== Exercises to complete ==
• A. Answer these questions about the gym photos thread, answering each on its own line with the same mark:
(i) Which two classes did felix win at the NIFMA Show?
(ii) In which hotel was the show held?
(iii) For how many years has felix been training in the gym?
• B. In the gym photos thread, copy the stretch from "Thanks very much I" through "ever have done.", renaming "bodyweight exercises" to "calisthenics".
• C. Write what comes next in the gym photos thread, starting after the last sentence shown.

== Text block ==
---*---

# Photos taken in gym Nov 2014



## felix (Dec 16, 2009)

This video is a photo montage of photos taken of me in the gym this week 10 days after winning the Mr Physique and Mr Athletic o40s classes at the NIFMA Show which was held in Belfast on the 26th of Oct.


----------



## MF88 (Jul 1, 2012)

Good job mate.


----------



## Varenagan (Sep 11, 2014)

You on the gear?


----------



## felix (Dec 16, 2009)

boxer939 said:


> thats quite the montage


Thanks very much.


----------



## felix (Dec 16, 2009)

Varenagan said:


> You on the gear?


No I am life time Natural and I have competed with the NPA and BNBF many times over the years and I also compete the IDFPA and WDFPF in powerlifting were I recently won my class in the deadlift at the WDFPF Single Lift European Championships in Sept 2014.


----------



## felix (Dec 16, 2009)

MF88 said:


> Good job mate.


Thanks very much.


----------



## seandog69 (Mar 8, 2013)

felix said:


> This video is a photo montage of photos taken of me in the gym this week 10 days after winning the Mr Physique and Mr Athletic o40s classes at the NIFMA Show which was held in Belfast on the 26th of Oct.


where abouts was it held? i never heard about it or seen any advertising around

also congrats


----------



## monkeez (Mar 5, 2013)

Looking good buti think your parents put the wrong year on your birth certificate


----------



## felix (Dec 16, 2009)

seandog69 said:


> where abouts was it held? i never heard about it or seen any advertising around
> 
> also congrats


Thanks very much. It was held in the La Mon Hotel a few miles outside Belfast.


----------



## felix (Dec 16, 2009)

monkeez said:


> Looking good buti think your parents put the wrong year on your birth certificate


Thanks very much I have been training for 26 years now in the gym and for a few years before that at home doing bodyweight exercises with a very odd gym session and I love training as much if not more now than I ever have done.


----------



## seandog69 (Mar 8, 2013)

felix said:


> Thanks very much. It was held in the La Mon Hotel a few miles outside Belfast.

---*---

== Dataset excerpt ==
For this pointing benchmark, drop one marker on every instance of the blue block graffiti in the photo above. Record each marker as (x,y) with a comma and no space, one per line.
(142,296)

---*---

== Answers for the tasks ==
• A.
(i) The Mr Physique and Mr Athletic o40s classes.
(ii) The La Mon Hotel, a few miles outside Belfast.
(iii) 26 years.

• B.
Thanks very much I have been training for 26 years now in the gym and for a few years before that at home doing calisthenics with a very odd gym session and I love training as much if not more now than I ever have done.

• C.
thats out moneyreagh direction isnt it


----------



## felix (Dec 16, 2009)

seandog69 said:


> thats out moneyreagh direction isnt it


Yes thats where it is.


----------



## Kristina (Apr 12, 2014)

Great job Felix!

Also watched your 190kg deadlift at 76kg, great work. 

What's your height and your stage weight?


----------



## Fraser991 (Sep 2, 2014)

Congrats on the recent win bud


----------



## felix (Dec 16, 2009)

kristina said:


> Great job Felix!
> 
> Also watched your 190kg deadlift at 76kg, great work.
> 
> What's your height and your stage weight?


Thanks very much Kristina I am 6.1 and I competed at around 73kg this year sometimes I have competed slightly heavier than this and other times slightly lighter when I competed with the BNBF and I had to get u72kg to make the light weight class which was always touch and go.


----------



## felix (Dec 16, 2009)

Grunty-Boii said:


> Congrats on the recent win bud


Thanks very much.


----------



## gearchange (Mar 19, 2010)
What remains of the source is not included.